▶ _Compito assegnato_
Trascrivi fedelmente il passo del testo sullo ius superveniens in Cassazione che comincia con "La Corte di Cassazione rileva" e finisce con "giudicato parziale interno.".

Alle Sezioni Unite la questione dell’applicabilità in Cassazione dello ius superveniens retroattivo

Maddalena Ciccone
14 Gennaio 2016

Va rimessa al Primo Presidente della Corte, per l'eventuale assegnazione alle Sezioni Unite, la questione del riconoscimento, in Cassazione, dello ius superveniens, espressamente dichiarato applicabile ai giudizi in corso, la cui entrata in vigore sia successiva alla pronuncia resa in appello ma anteriore alla proposizione del ricorso.
Massima

Va rimessa al Primo Presidente della Corte di Cassazione, per l'eventuale assegnazione alle Sezioni Unite, la questione concernente l'applicabilità, ai giudizi pendenti, dell'art. 32, commi 5 e 7, della legge n. 183 del 2010, e, più in generale, la questione del riconoscimento, in Cassazione, dello ius superveniens, espressamente dichiarato applicabile ai giudizi in corso, la cui entrata in vigore sia successiva alla pronuncia resa in appello ma anteriore alla proposizione del ricorso.

Il caso

Un lavoratore adiva il giudice del lavoro per ottenere l'accertamento della nullità del termine apposto al contratto e la conversione dello stesso in un contratto di lavoro a tempo indeterminato. Il giudice accoglieva la domanda, condannando la parte datoriale al pagamento delle retribuzioni maturate sino alla data della pronuncia. La Corte d'Appello confermava la sentenza di primo grado. Il datore di lavoro proponeva ricorso per cassazione, invocando, quanto alle conseguenze derivanti sul piano economico dalla ritenuta conversione del contratto a tempo indeterminato, l'applicazione dello ius superveniens costituito dalla L. 4 novembre 2010, n. 183, art. 32, commi 5, 6 e 7.

La questione

La questione rimessa alle Sezioni Unite riguarda l'applicabilità, nel giudizio di Cassazione, dello ius superveniens retroattivo, successivo alla pronuncia resa in appello ma anteriore alla proposizione del ricorso in sede di legittimità.

Le soluzioni giuridiche

La Corte di Cassazione rileva una duplice ragione di contrasto.

La prima riguarda le modalità di applicazione della disciplina stabilita dall'art. 32 della L. n. 183 del 2010 nel giudizio di legittimità; la seconda concerne i limiti alla formazione del giudicato parziale interno.

▶ _Dati forniti_
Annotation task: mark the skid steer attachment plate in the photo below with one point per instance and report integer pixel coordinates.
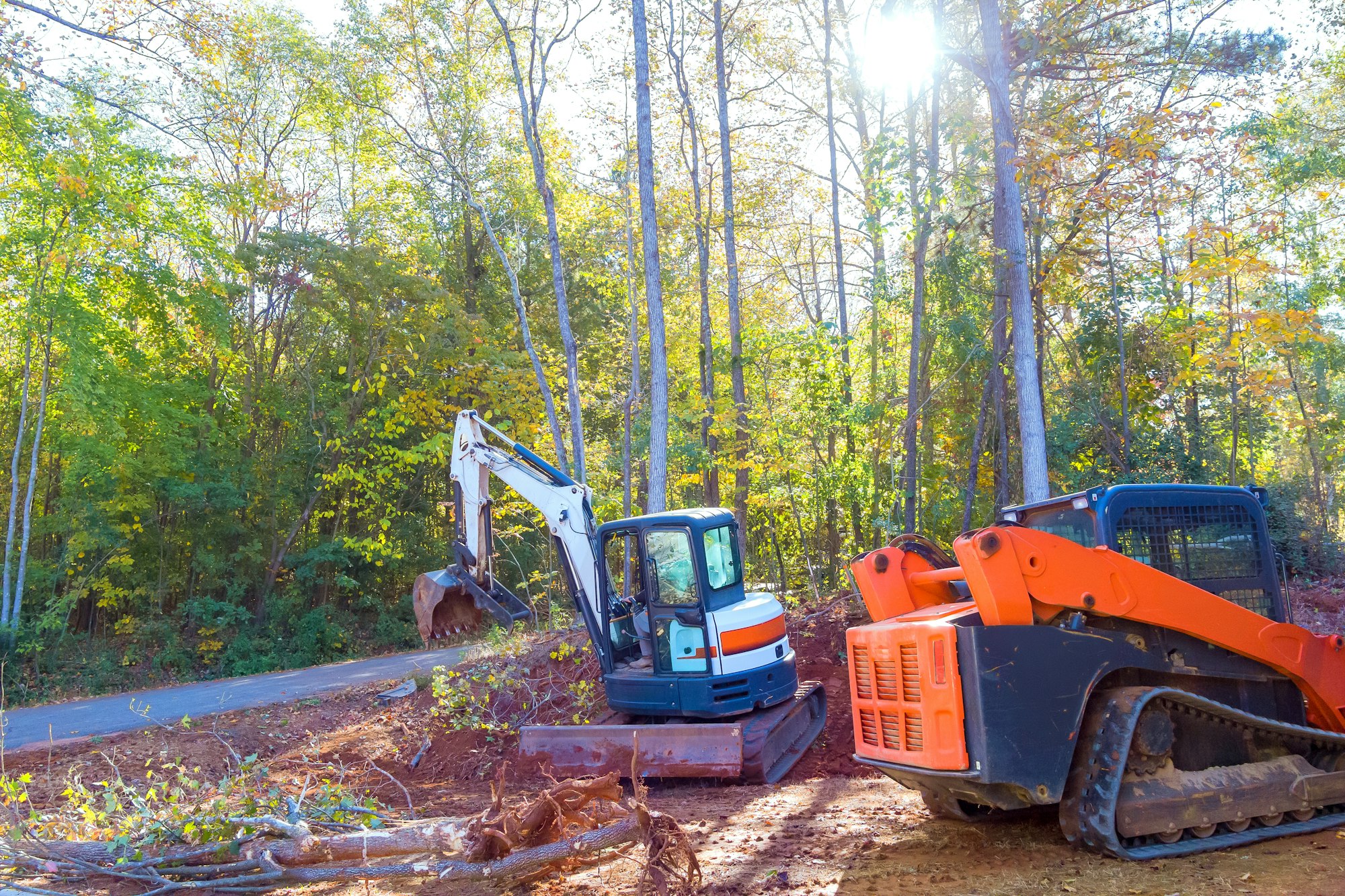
(695, 749)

▶ _Risposta completa_
La Corte di Cassazione rileva una duplice ragione di contrasto.

La prima riguarda le modalità di applicazione della disciplina stabilita dall'art. 32 della L. n. 183 del 2010 nel giudizio di legittimità; la seconda concerne i limiti alla formazione del giudicato parziale interno.